**Consigne 1:**
Traduisez en anglais la phrase suivante, tirée du texte sur le spectacle consacré à Jankélévitch : « Jankélévitch est reçu premier à l’agrégation de philo, Beauduc le suit, à la seconde place. »

**Extrait du texte:**
□ □ □ □ □ □ □
La vie est une géniale improvisation
La vie est une géniale improvisation, d’après Une vie en toutes lettres, correspondance entre Vladimir et Louis Beauduc, adaptation et mise en scène de Bruno Abraham-Kremer et Corine Juresco.
C’est une adaptation libre, interprétée par Bruno Abraham-Kremer, de la correspondance échangée entre le philosophe Vladimir Jankélévitch et son ami Louis Beauduc. Les deux hommes s’étaient rencontrés à l’Ecole Normale Supérieure où ils ont construit une belle amitié qui s’exprimera pendant soixante ans. Jankélévitch est reçu premier à l’agrégation de philo, Beauduc le suit, à la seconde place.
Séduit par le philosophe, né en 1903 dans une famille d’intellectuels russes qui a fui les pogroms et s’est installée en France, Bruno Abraham-Kremer décide de faire un spectacle de cet échange épistolaire : «Je retrouve ce que j’aime passionnément dans l’être humain, une adéquation parfaite entre les idées et les actes, une pensée en mouvement, une vitalité, un humour, une liberté de penser le monde sans préjugés, refusant toutes les chapelles intellectuelles de son temps. Un appel à notre intelligence, une invitation à devenir l’acteur de notre vie, à ne jamais désespérer de l’homme».
Seul en scène, il «habite» les lettres de Jankélévitch qu’il enchaîne les unes aux autres tissant ainsi le tracé de sa vie, de l’Institut français de Prague entre 27 et 32, aux différentes écoles et universités où il enseigne, en France, jusqu’en 39. Il entre ensuite dans la clandestinité à Toulouse, puis s’engage dans la résistance. Pendant la guerre, l’échange de lettres continue, mais il ne les signe pas pour ne pas compromettre son ami. Résistant et juif, il est donc doublement exposé; son appartement est d’ailleurs pillé en 40, et sa bibliothèque détruite.
□ □ □ □ □ □ □
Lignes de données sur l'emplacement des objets
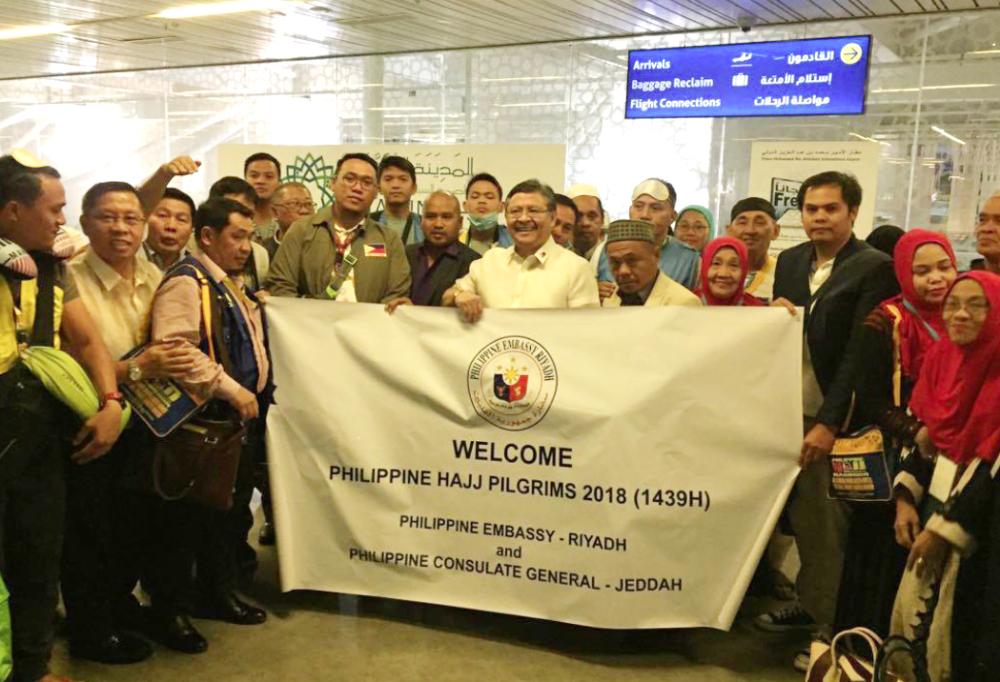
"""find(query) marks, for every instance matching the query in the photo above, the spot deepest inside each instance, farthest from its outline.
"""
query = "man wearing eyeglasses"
(99, 565)
(339, 253)
(291, 201)
(988, 234)
(533, 273)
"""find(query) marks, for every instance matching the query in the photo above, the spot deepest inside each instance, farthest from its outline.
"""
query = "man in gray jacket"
(339, 252)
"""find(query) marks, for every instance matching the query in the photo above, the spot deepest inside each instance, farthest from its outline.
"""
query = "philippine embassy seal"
(512, 382)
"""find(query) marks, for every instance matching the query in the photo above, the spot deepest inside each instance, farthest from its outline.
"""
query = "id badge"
(943, 479)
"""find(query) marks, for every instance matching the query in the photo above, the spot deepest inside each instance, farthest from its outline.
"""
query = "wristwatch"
(115, 395)
(134, 371)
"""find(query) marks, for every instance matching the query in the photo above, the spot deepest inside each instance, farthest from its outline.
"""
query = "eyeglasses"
(296, 205)
(976, 307)
(533, 212)
(131, 219)
(352, 179)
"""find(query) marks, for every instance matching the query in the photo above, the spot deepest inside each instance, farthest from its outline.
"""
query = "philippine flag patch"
(375, 251)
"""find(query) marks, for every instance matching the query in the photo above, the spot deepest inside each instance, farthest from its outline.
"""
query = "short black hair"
(483, 177)
(215, 213)
(563, 200)
(94, 194)
(850, 188)
(399, 163)
(261, 156)
(884, 238)
(360, 156)
(446, 194)
(21, 183)
(178, 195)
(232, 185)
(535, 186)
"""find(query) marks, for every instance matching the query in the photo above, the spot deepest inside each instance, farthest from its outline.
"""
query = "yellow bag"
(66, 380)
□ □ □ □ □ □ □
**Consigne 2:**
Restituez les lignes de données ci-dessus sous forme de liste JSON de chaînes, avec une chaîne par ligne, sans les lignes vides. Laissez les images de côté.

**Résultat attendu 1:**
Jankélévitch placed first in the philosophy agrégation, and Beauduc followed him in second place.

**Résultat attendu 2:**
[
  "\"\"\"find(query) marks, for every instance matching the query in the photo above, the spot deepest inside each instance, farthest from its outline.",
  "\"\"\"",
  "query = \"man wearing eyeglasses\"",
  "(99, 565)",
  "(339, 253)",
  "(291, 201)",
  "(988, 234)",
  "(533, 273)",
  "\"\"\"find(query) marks, for every instance matching the query in the photo above, the spot deepest inside each instance, farthest from its outline.",
  "\"\"\"",
  "query = \"man in gray jacket\"",
  "(339, 252)",
  "\"\"\"find(query) marks, for every instance matching the query in the photo above, the spot deepest inside each instance, farthest from its outline.",
  "\"\"\"",
  "query = \"philippine embassy seal\"",
  "(512, 382)",
  "\"\"\"find(query) marks, for every instance matching the query in the photo above, the spot deepest inside each instance, farthest from its outline.",
  "\"\"\"",
  "query = \"id badge\"",
  "(943, 479)",
  "\"\"\"find(query) marks, for every instance matching the query in the photo above, the spot deepest inside each instance, farthest from its outline.",
  "\"\"\"",
  "query = \"wristwatch\"",
  "(115, 395)",
  "(134, 371)",
  "\"\"\"find(query) marks, for every instance matching the query in the photo above, the spot deepest inside each instance, farthest from its outline.",
  "\"\"\"",
  "query = \"eyeglasses\"",
  "(296, 205)",
  "(976, 307)",
  "(533, 212)",
  "(131, 219)",
  "(352, 179)",
  "\"\"\"find(query) marks, for every instance matching the query in the photo above, the spot deepest inside each instance, farthest from its outline.",
  "\"\"\"",
  "query = \"philippine flag patch\"",
  "(375, 251)",
  "\"\"\"find(query) marks, for every instance matching the query in the photo above, the spot deepest inside each instance, farthest from its outline.",
  "\"\"\"",
  "query = \"short black hair\"",
  "(483, 177)",
  "(215, 213)",
  "(563, 200)",
  "(94, 194)",
  "(850, 188)",
  "(399, 163)",
  "(261, 156)",
  "(884, 238)",
  "(360, 156)",
  "(446, 194)",
  "(21, 183)",
  "(178, 195)",
  "(232, 185)",
  "(535, 186)",
  "\"\"\"find(query) marks, for every instance matching the query in the photo above, the spot deepest inside each instance, farthest from its outline.",
  "\"\"\"",
  "query = \"yellow bag\"",
  "(66, 380)"
]